(Input for this task):
↓↓↓

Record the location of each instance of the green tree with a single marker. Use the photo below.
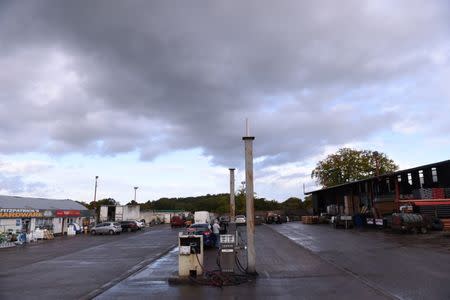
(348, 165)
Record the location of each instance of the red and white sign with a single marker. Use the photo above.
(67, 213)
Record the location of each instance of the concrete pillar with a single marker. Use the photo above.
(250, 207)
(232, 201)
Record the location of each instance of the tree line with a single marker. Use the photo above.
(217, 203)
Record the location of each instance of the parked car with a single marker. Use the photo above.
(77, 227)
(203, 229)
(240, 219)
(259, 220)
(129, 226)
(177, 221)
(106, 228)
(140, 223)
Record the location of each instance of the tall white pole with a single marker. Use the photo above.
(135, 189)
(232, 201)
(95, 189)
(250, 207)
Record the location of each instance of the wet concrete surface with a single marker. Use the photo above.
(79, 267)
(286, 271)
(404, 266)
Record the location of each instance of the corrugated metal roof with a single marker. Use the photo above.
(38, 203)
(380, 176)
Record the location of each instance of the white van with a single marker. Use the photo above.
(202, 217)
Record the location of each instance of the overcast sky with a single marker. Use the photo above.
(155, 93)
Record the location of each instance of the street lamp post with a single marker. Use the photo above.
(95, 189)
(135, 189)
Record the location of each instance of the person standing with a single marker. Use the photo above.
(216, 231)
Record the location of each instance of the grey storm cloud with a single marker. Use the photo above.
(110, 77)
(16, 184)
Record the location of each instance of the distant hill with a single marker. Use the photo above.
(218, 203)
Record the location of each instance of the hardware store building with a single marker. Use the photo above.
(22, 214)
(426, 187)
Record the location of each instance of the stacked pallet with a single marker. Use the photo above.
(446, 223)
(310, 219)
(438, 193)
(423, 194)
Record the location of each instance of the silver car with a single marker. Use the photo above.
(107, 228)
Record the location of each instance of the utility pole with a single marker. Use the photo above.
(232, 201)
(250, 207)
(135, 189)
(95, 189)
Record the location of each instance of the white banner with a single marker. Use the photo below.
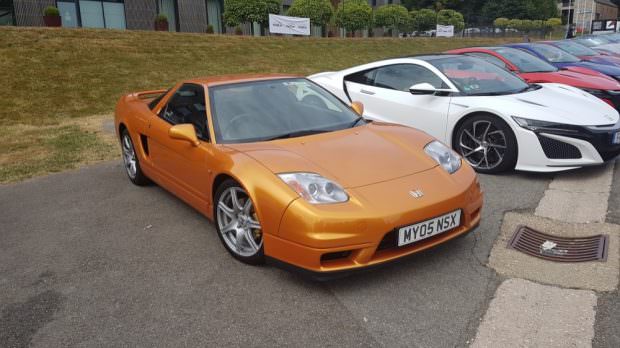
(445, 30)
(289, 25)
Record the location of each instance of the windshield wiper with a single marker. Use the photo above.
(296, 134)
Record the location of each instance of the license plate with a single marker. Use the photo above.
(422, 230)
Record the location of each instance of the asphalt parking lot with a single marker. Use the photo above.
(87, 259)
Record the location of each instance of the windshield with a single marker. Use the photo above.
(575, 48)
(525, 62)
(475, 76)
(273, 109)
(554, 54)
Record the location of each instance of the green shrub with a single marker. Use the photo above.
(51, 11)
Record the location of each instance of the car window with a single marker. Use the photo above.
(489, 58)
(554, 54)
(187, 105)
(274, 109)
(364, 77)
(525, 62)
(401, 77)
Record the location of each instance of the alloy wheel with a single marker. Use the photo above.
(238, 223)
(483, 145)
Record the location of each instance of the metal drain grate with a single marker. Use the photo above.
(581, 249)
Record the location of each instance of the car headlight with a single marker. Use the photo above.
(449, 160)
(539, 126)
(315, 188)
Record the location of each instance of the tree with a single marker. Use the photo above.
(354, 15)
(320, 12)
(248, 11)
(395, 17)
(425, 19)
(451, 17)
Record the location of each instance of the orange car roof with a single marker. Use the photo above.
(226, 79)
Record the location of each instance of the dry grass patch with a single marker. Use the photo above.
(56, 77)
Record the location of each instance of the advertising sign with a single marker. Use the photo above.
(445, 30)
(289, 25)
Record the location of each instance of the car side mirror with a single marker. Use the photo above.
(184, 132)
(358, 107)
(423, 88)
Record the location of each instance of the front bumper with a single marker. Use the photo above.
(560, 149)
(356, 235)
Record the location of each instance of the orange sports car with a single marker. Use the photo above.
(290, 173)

↑↑↑

(What is expected):
Format the data from the line with "Record the location of each instance of the front" through the end of the data as a two-column CSV with the headers instruction and answer. Give each instruction its own row with the coordinates that follow it in the answer field, quote every field, and replace any line breaks with spaces.

(Answer for this exercise):
instruction,answer
"Record the location of each instance of the front bumper with a single marker. Use the photo above.","(560, 149) (356, 235)"
"Record the location of each instance of the orange sports car with a single marker. Use the photo above.","(290, 173)"